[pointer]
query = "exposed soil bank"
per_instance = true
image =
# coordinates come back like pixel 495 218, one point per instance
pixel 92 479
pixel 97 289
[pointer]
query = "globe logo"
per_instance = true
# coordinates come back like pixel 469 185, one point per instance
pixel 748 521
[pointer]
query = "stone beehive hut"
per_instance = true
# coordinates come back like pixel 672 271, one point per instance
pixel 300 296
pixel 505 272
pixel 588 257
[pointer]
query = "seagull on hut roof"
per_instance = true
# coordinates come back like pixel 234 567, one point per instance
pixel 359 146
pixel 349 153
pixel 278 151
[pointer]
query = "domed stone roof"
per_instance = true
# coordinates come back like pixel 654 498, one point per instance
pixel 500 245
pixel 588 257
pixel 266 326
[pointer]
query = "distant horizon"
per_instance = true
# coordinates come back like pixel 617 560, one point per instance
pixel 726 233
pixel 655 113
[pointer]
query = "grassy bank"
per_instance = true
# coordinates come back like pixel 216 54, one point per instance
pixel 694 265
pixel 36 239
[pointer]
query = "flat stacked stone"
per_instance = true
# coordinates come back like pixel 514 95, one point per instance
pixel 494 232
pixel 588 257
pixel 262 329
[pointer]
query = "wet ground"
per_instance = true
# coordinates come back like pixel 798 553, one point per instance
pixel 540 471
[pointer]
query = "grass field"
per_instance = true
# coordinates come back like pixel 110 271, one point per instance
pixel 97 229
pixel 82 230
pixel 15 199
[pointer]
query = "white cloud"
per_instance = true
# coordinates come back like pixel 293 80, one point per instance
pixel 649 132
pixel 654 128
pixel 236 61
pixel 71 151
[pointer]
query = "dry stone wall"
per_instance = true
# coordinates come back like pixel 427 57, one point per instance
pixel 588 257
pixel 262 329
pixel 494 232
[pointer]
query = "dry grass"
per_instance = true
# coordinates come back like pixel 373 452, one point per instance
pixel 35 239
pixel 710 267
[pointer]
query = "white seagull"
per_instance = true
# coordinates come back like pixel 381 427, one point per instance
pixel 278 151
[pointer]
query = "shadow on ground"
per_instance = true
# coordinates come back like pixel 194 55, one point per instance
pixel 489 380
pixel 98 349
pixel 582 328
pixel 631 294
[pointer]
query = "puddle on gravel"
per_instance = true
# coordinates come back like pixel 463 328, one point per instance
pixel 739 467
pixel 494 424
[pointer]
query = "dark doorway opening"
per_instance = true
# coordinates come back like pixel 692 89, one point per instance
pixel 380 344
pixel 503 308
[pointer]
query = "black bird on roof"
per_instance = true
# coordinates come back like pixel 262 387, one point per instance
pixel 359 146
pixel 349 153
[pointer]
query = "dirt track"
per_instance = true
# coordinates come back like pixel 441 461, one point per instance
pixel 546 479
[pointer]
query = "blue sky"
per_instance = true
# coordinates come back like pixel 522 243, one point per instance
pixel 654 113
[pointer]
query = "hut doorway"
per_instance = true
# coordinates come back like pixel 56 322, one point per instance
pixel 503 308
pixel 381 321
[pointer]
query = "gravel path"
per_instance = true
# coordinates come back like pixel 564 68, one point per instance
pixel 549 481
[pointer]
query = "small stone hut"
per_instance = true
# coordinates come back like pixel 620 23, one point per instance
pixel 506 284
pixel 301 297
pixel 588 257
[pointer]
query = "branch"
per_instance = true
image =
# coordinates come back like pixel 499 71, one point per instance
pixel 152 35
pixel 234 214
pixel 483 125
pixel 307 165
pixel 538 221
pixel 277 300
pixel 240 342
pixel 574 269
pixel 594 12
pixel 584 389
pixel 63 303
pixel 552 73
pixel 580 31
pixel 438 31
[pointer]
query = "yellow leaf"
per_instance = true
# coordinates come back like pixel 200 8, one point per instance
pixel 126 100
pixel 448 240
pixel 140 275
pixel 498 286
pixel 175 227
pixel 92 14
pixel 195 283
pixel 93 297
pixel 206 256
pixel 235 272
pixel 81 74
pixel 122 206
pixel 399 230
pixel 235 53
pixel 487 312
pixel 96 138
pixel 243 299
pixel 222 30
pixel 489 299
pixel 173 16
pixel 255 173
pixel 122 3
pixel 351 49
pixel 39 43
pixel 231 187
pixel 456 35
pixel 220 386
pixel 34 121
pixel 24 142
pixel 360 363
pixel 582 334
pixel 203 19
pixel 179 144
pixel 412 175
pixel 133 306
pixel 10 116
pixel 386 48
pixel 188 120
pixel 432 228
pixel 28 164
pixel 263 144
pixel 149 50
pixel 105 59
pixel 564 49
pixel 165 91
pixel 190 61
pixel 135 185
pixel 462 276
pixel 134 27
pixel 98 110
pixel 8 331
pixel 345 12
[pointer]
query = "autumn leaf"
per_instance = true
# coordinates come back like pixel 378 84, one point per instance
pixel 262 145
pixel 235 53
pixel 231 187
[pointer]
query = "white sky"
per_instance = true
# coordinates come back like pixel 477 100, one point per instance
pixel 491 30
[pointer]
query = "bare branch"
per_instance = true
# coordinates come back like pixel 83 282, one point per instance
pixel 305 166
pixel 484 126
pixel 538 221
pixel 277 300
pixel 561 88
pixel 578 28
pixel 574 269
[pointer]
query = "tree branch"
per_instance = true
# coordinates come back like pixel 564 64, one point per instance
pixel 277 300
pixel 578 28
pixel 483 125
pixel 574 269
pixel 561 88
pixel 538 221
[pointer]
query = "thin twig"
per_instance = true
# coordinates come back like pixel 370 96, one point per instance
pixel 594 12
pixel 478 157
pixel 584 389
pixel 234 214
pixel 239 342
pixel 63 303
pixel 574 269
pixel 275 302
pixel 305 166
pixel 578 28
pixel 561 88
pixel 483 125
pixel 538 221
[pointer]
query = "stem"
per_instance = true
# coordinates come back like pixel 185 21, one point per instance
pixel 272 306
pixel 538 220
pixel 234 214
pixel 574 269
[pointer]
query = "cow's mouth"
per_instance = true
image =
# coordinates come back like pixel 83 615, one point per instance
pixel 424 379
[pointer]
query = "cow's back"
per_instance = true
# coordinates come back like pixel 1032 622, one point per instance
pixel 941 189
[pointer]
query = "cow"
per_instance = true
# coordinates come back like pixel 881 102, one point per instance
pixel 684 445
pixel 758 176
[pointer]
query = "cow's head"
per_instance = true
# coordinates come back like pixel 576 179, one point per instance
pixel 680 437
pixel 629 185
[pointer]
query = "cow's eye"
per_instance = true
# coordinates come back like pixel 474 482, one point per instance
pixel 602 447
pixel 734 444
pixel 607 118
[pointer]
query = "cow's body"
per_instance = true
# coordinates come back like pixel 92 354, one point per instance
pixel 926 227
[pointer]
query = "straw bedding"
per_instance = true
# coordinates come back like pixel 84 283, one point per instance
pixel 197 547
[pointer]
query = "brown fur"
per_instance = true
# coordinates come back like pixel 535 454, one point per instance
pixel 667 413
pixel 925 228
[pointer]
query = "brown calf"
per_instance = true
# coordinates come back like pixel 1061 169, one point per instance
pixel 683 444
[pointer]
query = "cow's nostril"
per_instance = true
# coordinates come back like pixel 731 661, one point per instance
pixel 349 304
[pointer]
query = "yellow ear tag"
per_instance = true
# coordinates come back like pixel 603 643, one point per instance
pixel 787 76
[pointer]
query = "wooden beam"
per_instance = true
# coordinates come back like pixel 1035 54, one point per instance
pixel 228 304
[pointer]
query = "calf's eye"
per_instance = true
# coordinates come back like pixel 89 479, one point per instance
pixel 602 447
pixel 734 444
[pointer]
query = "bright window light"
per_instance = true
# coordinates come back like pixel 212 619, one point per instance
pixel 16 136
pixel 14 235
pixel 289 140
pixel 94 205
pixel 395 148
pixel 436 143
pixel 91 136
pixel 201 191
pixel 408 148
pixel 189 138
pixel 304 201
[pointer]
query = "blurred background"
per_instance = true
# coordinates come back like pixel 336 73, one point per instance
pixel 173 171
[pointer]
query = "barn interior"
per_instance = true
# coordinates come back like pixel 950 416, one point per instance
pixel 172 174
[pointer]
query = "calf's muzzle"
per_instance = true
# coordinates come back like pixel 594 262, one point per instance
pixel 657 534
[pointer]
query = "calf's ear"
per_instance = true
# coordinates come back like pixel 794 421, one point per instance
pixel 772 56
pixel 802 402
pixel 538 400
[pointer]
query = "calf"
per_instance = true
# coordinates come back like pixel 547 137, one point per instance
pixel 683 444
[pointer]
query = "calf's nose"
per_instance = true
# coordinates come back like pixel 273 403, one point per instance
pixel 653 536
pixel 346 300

###

Work to complete:
Find and copy each line of the listing above that holds the word "stone".

Solution to the problem:
query = "stone beehive hut"
query = "domed stone roof"
query = "flat stacked stone"
query = "dry stone wall"
query = "small stone hut"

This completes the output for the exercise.